◆ **Problem to solve**: Write out precisely the lines beginning with the line that contains "Reviewer note: confirm that each instance of the grey" and ending with the last line of the entries, and no other lines.

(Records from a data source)
________________________

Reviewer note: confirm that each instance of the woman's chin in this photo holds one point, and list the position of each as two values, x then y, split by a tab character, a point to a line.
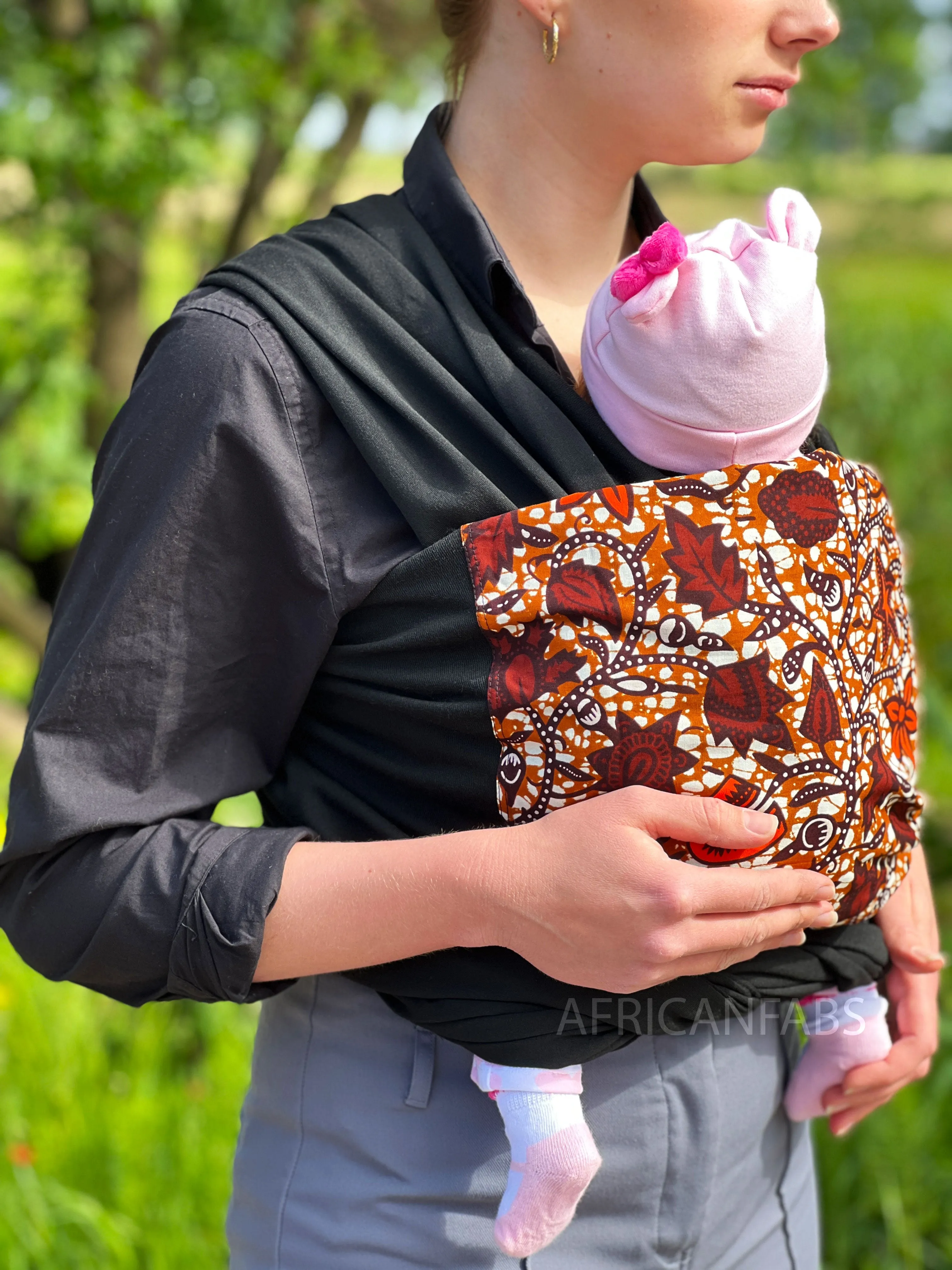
719	150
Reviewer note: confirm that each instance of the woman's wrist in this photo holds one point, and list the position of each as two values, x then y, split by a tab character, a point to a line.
349	905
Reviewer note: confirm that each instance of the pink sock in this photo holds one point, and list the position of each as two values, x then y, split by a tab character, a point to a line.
845	1030
554	1154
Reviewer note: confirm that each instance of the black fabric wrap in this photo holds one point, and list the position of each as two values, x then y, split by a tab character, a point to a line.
460	421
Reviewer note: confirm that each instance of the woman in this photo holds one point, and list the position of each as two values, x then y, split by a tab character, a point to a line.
268	598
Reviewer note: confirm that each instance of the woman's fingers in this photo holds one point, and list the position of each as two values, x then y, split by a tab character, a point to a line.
697	820
710	934
724	892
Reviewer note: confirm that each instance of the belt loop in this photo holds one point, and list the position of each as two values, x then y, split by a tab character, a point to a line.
422	1079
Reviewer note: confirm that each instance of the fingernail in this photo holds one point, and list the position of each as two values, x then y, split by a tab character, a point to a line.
827	919
760	823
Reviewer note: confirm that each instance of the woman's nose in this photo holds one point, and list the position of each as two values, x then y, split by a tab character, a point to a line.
805	27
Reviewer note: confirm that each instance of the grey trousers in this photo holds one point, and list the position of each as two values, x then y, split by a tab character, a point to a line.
365	1146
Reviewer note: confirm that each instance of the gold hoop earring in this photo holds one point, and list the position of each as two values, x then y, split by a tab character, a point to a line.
550	55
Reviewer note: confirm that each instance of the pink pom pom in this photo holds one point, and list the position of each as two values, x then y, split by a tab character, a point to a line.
660	253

________________________

◆ **Answer box**:
Reviewer note: confirm that each instance of the grey trousers in this photo holds one point, and list the position of each as two values, x then y, split by a tab character, a point to a line.
365	1146
Reviewer note: confirm that each instance of the gold hoop earring in this photo holds one point, and list the position of each as two values, x then y, split by a tab character, a point to a line.
550	55
Reviewer note: confirm that each instance of the pink pom pom in this photo holds one point, and list the position of each as two values, x then y, split by a tab character, a point to a line.
660	253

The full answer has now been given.